### ESERCIZI DA SVOLGERE
- A) Nel testo sulle attività spaziali, con quale espressione le forze armate cinesi hanno definito gli USA un anno fa?
- B) Riporta tutti i nomi propri presenti nel testo sulle attività spaziali, ciascuno una sola volta.
- C) Scrivi il seguito del testo sulle attività spaziali di Cina e USA, partendo dopo l'ultima frase.

La Cina – lanciata più che mai nel cosmo con i suoi programmi taikonautici e progetti sempre più concreti sulla Luna (con tanto di estrazione di minerali, in attesa di scavi sistematici per l’elio 3, il carburante necessario alla fusione atomica del futuro – da tempo lamenta delle attività spaziali americane.

 

 

Come riportato da Renovatio 21, un anno fa le forze armate cinesi avevano dichiarato che gli USA rappresentano la «massima minaccia alla sicurezza nello spazio». I vertici dei programmi spaziali americani negli anni hanno invece accusato che la Cina, che effettivamente vi ha piantato bandiera, potrebbe reclamare parti della Luna.

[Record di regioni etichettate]
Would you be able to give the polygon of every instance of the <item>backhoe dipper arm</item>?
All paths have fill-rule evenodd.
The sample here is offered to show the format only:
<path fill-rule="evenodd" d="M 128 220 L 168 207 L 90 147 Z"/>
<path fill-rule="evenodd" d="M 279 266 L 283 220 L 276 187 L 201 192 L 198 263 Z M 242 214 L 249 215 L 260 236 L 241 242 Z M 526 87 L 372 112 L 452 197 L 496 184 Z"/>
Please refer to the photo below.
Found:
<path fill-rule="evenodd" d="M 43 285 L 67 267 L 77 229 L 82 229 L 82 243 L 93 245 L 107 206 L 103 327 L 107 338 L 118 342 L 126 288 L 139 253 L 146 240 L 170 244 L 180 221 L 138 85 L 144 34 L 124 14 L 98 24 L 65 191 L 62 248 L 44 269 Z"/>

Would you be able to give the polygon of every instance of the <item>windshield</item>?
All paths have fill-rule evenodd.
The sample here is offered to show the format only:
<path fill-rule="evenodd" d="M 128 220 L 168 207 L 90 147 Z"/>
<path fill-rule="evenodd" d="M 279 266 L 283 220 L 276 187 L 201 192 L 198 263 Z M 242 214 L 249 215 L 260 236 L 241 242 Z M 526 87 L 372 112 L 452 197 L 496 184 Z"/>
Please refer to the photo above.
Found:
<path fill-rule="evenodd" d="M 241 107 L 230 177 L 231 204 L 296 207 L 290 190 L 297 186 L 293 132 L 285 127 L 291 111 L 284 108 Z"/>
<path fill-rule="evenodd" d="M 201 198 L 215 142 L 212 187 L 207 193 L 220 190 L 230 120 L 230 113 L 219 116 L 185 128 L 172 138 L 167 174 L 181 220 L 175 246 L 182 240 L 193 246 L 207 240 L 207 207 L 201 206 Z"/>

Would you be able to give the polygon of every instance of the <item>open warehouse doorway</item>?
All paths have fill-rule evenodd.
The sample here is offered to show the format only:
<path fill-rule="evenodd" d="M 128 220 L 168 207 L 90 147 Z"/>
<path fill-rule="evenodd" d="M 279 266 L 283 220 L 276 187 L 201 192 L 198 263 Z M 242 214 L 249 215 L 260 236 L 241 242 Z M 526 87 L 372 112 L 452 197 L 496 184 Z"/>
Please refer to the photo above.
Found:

### LE RISPOSTE
- A) La «massima minaccia alla sicurezza nello spazio».

- B) Cina, Luna, Renovatio 21, USA

- C)
Sebbene il presidente degli Stati Uniti Donald Trump faccia spesso riferimento al suo progetto «Golden Dome» riferendosi all’Iniziativa di Difesa Strategica (SDI) di Reagan del 1983 (le cosiddette «Guerre stellari»), cercando di incapsularla in un’atmosfera reaganiana, è importante comprendere che il presidente Reagan propose l’SDI come un programma congiunto e persino collaborativo di «laboratorio aperto», il cui dispiegamento, qualora fosse stata sviluppata la tecnologia necessaria, sarebbe stato regolato da un solenne trattato negoziato tra Stati Uniti e Unione Sovietica.

 

Reagan era pienamente consapevole del fatto che se gli Stati Uniti avessero proceduto unilateralmente, come Trump chiaramente intende fare, ciò sarebbe stato percepito come una minaccia reale per l’Unione Sovietica e avrebbe potuto portare a una guerra nucleare.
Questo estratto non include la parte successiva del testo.